Output the records exactly as they appear, with no pictures included.

━━━ RECORDS TO USE

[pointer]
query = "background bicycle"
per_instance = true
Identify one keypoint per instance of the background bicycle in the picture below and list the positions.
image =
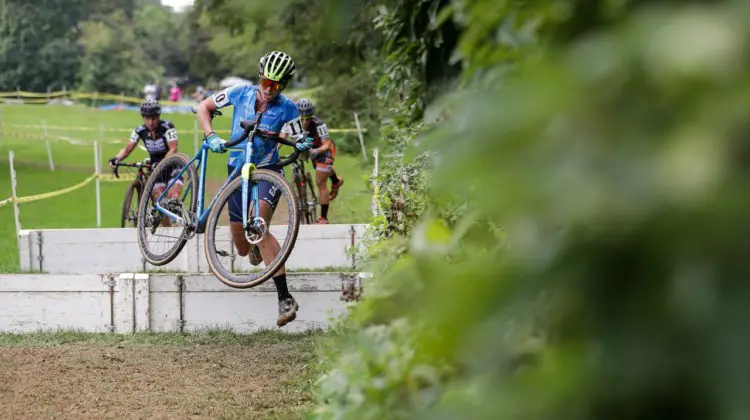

━━━━━━

• **SOLUTION TO THIS TASK**
[pointer]
query = "background bicycle"
per_instance = true
Identify one keypoint per instance of the background bicycle in the picture below and list the positions.
image =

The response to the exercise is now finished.